Sometimes the difference between thriving and foundering can come down to having a nice place to call home.
This is true even at the cellular level, so San Antonio, TX-based StemBioSys has built what’s essentially a home for stem cells—a three-dimensional matrix made of natural materials in which cells can replicate more rapidly than in traditional plastic flasks, the company says.
That may be meaningful for research labs looking to produce large quantities of cells, such as cancer cells that could be used in high-throughput testing of potential drugs, says StemBioSys CEO Bob Hutchens.
In its own research, the company has focused primarily on growing adult bone marrow mesenchymal stem cells. It is collaborating with 14 partners, including the University of Texas at San Antonio and the Langer/Anderson Laboratories at MIT, that are researching the therapeutic applications of other cells. Those include hematopoietic (blood) stem cells, adipose stem cells (from fat tissue), and the aforementioned cancer cells, among others.
Right now, StemBioSys is sharing the stem cell culture technology with its strategic partners without charge. It hopes to begin selling the product to the commercial market in the coming months, Hutchens says.
To do so, and to invest in a manufacturing facility, StemBioSys closed an $8 million Series A round at the start of April that it announced today. The preferred equity round was led by San Antonio-based Targeted Technology Fund, which contributed $2.25 million; 50 angel investors also participated in the deal.

- - -

* _Task prompt_:
From the StemBioSys article, copy out word for word the passage that begins at "Sometimes the difference" and stops after "CEO Bob Hutchens.".

* _Given data_:
- - -

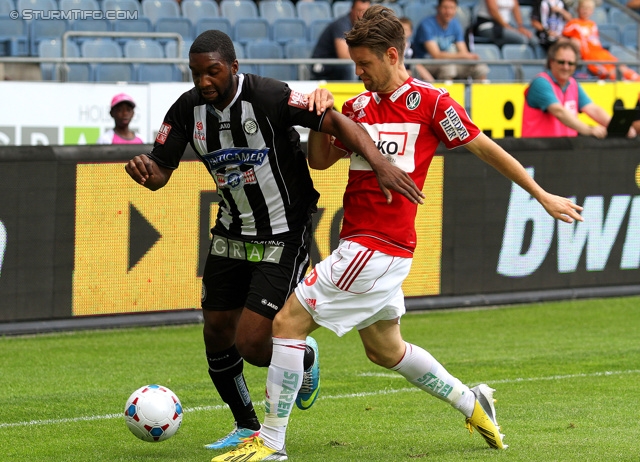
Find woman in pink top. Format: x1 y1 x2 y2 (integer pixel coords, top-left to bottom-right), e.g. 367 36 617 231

- - -

* _Task response_:
Sometimes the difference between thriving and foundering can come down to having a nice place to call home.
This is true even at the cellular level, so San Antonio, TX-based StemBioSys has built what’s essentially a home for stem cells—a three-dimensional matrix made of natural materials in which cells can replicate more rapidly than in traditional plastic flasks, the company says.
That may be meaningful for research labs looking to produce large quantities of cells, such as cancer cells that could be used in high-throughput testing of potential drugs, says StemBioSys CEO Bob Hutchens.